» **WHAT YOU ARE ASKED TO DO**
Restate, word for word, all of the material shown below.

» **DATA EXTRACT**
#####

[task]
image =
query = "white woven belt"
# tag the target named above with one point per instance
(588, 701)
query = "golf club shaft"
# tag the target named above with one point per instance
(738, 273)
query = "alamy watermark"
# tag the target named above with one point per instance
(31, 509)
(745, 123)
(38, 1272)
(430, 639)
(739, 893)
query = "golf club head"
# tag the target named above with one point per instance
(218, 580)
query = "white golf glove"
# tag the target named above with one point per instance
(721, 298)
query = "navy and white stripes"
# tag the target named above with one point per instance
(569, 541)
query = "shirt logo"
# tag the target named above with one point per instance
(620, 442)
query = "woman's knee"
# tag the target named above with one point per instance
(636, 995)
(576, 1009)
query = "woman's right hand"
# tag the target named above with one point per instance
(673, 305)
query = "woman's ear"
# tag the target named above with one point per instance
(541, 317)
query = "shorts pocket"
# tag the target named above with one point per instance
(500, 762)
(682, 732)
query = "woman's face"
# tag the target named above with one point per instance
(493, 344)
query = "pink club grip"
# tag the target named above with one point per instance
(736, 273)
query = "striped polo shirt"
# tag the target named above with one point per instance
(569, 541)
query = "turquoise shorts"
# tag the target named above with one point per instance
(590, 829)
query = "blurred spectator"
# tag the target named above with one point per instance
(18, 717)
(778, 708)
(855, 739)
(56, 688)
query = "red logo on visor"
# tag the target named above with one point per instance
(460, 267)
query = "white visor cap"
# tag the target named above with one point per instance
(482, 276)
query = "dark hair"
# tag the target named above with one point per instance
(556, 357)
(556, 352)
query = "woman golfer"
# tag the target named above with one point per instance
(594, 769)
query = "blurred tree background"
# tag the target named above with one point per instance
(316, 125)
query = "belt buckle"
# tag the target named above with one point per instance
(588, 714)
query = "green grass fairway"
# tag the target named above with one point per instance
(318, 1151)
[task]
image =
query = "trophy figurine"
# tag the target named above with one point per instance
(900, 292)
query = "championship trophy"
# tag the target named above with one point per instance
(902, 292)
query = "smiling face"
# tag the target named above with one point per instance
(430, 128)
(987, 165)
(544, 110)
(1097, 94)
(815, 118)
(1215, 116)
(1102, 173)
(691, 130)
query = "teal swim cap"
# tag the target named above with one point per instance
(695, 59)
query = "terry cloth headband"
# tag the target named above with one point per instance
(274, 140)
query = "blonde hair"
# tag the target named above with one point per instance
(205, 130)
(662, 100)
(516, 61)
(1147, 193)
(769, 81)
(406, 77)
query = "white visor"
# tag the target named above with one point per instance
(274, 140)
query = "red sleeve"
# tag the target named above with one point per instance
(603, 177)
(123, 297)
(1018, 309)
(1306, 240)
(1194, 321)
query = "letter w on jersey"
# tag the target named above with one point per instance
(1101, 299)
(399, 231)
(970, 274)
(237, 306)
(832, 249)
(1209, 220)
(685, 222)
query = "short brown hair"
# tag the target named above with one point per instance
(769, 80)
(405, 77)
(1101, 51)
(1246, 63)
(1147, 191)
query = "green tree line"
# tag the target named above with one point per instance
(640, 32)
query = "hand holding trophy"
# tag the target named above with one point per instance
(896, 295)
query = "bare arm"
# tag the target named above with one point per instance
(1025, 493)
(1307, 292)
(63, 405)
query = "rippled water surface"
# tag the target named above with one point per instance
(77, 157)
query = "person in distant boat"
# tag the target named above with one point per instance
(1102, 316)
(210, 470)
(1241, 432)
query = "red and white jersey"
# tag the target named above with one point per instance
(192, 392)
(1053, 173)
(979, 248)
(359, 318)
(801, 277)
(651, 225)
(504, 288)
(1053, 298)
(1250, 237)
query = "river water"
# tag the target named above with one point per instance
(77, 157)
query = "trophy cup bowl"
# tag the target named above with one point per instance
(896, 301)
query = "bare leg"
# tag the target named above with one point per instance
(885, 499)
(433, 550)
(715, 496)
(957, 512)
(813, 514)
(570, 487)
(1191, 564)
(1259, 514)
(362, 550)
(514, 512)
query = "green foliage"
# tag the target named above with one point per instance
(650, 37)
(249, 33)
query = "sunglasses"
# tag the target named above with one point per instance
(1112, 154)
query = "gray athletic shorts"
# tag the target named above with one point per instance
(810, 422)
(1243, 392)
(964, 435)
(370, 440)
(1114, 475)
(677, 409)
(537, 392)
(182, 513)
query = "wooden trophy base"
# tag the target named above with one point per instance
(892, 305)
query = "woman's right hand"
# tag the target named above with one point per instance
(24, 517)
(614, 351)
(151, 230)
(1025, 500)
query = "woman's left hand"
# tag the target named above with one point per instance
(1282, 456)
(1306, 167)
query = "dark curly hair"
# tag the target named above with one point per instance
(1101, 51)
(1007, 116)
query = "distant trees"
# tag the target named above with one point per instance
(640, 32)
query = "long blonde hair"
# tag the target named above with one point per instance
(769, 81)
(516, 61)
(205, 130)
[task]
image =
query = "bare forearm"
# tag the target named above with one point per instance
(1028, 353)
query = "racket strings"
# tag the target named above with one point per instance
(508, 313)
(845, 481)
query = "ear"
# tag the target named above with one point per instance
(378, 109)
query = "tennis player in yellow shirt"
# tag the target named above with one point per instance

#####

» **ANSWER TO THE EXERCISE**
[task]
image =
query = "white woven belt"
# tag the target named above with one point per instance
(588, 701)
query = "golf club shaft"
# tag the target named above with one point per instance
(738, 273)
query = "alamy watermark"
# tag the target named above with one point per instance
(31, 509)
(745, 123)
(38, 1272)
(430, 639)
(739, 893)
query = "golf club head"
# tag the target named above with one point per instance
(218, 580)
query = "white golf glove"
# tag the target named above with one point per instance
(721, 298)
query = "navy and white stripes"
# tag the target named above with one point per instance
(569, 541)
query = "shirt logo"
# tag the target named above with one point per instance
(620, 442)
query = "woman's knee"
# tag the target named above with one point per instance
(636, 995)
(576, 1009)
query = "woman's right hand"
# tag the target named above with one point per instance
(673, 305)
query = "woman's ear"
# tag the target named above with one point per instance
(541, 317)
query = "shorts pocket"
# tag the target named above with one point per instance
(500, 762)
(682, 732)
query = "woman's face"
# tag the target named above with one point per instance
(493, 344)
query = "pink club grip"
# tag the target named above with one point per instance
(736, 273)
query = "striped polo shirt"
# tag the target named above with one point per instance
(569, 541)
query = "turquoise shorts"
# tag the target named above with one point per instance
(590, 829)
query = "blurred spectator"
# tag the target named above with one point per instance
(18, 717)
(778, 708)
(855, 739)
(56, 688)
query = "red logo on visor"
# tag the target named above with one point per instance
(460, 267)
query = "white visor cap"
# tag the target named above with one point per instance
(482, 276)
query = "dark hair"
# tag the target named above with one point per instance
(556, 357)
(556, 352)
query = "woman golfer"
# tag the target named above with one point per instance
(594, 769)
query = "blurred tree background"
# tag the target named above with one point per instance
(316, 125)
query = "belt buckle"
# tag the target named above with one point per instance
(588, 714)
query = "green grass fairway"
# tag the target named above with one point per instance
(318, 1151)
[task]
image =
query = "trophy figurine"
# tag the target named above with one point per instance
(900, 292)
query = "championship trophy"
# tag the target named above with one point per instance
(902, 292)
query = "smiling face"
# tag the target named above with one point per instance
(430, 128)
(987, 165)
(544, 110)
(1097, 94)
(815, 118)
(1215, 116)
(1102, 173)
(691, 130)
query = "teal swim cap"
# tag the target named above with one point per instance
(695, 59)
query = "terry cloth headband"
# tag the target named above with one point per instance
(274, 140)
query = "blonde hair"
# tag the target named above with one point per instance
(205, 130)
(662, 100)
(516, 61)
(1147, 193)
(769, 81)
(406, 77)
query = "white visor"
# tag the target named above with one point per instance
(274, 140)
query = "red sleeve"
# tag the target named above with one point per instance
(603, 177)
(123, 297)
(1018, 309)
(1306, 240)
(1194, 321)
query = "letter w on jersey"
# tag the target named above with one point per instance
(1101, 299)
(399, 231)
(970, 274)
(237, 306)
(832, 249)
(1209, 220)
(685, 222)
query = "short brown hair"
# tag the target named above with one point per instance
(769, 80)
(405, 77)
(1101, 51)
(1246, 63)
(1147, 191)
query = "green tree line"
# tag the target named above with one point per instance
(640, 32)
query = "hand holding trophy"
# tag the target named above with one point per instance
(896, 295)
query = "bare arm"
# tag the target named above with one point per instance
(1025, 493)
(1307, 292)
(63, 405)
query = "rippled water surface"
# tag the target named above with one point per instance
(77, 157)
query = "person in distant boat"
# tag the target named above with one point per instance
(1102, 316)
(210, 470)
(1241, 432)
query = "red and white jersey"
# tag the target named above with one point per instance
(192, 392)
(1053, 173)
(979, 248)
(359, 318)
(801, 277)
(651, 225)
(504, 288)
(1053, 298)
(1250, 237)
query = "river water"
# tag the target named above with one point per instance
(77, 157)
query = "trophy cup bowl"
# tag the target named above with one point per instance
(896, 301)
query = "bare leg"
# tag the target named above with one point per instance
(885, 499)
(433, 550)
(715, 496)
(957, 512)
(813, 514)
(570, 487)
(1191, 564)
(1259, 514)
(362, 550)
(514, 512)
query = "green foliage"
# tag the target named above with one point per instance
(650, 37)
(249, 33)
query = "sunglasses"
# tag the target named above with one point per instance
(1112, 154)
query = "gray athletic shorts"
# tag the target named above with one point per instance
(810, 422)
(1243, 392)
(964, 435)
(370, 440)
(1114, 475)
(677, 409)
(537, 392)
(182, 513)
query = "wooden trophy base"
# tag the target named above with one point per instance
(892, 305)
query = "woman's right hand"
# tag the target named above with one point per instance
(24, 517)
(614, 351)
(151, 230)
(1025, 500)
query = "woman's left hand"
# tag the target named above with one point per instance
(1282, 456)
(1306, 167)
query = "dark curly hair"
# tag the target named above with one point per instance
(1101, 51)
(1007, 116)
query = "distant trees"
# tag the target named above with one point per instance
(640, 32)
query = "long blonde hair"
# tag the target named above with one point per instance
(769, 81)
(516, 61)
(205, 130)
[task]
image =
query = "bare forearm"
# tag the target named above with one point per instance
(1028, 353)
query = "racket strings"
# tag the target named above with one point per instance
(508, 313)
(845, 481)
query = "ear"
# tag the target named above with one point per instance
(378, 109)
query = "tennis player in yellow shirt"
# tag the target named above with one point per instance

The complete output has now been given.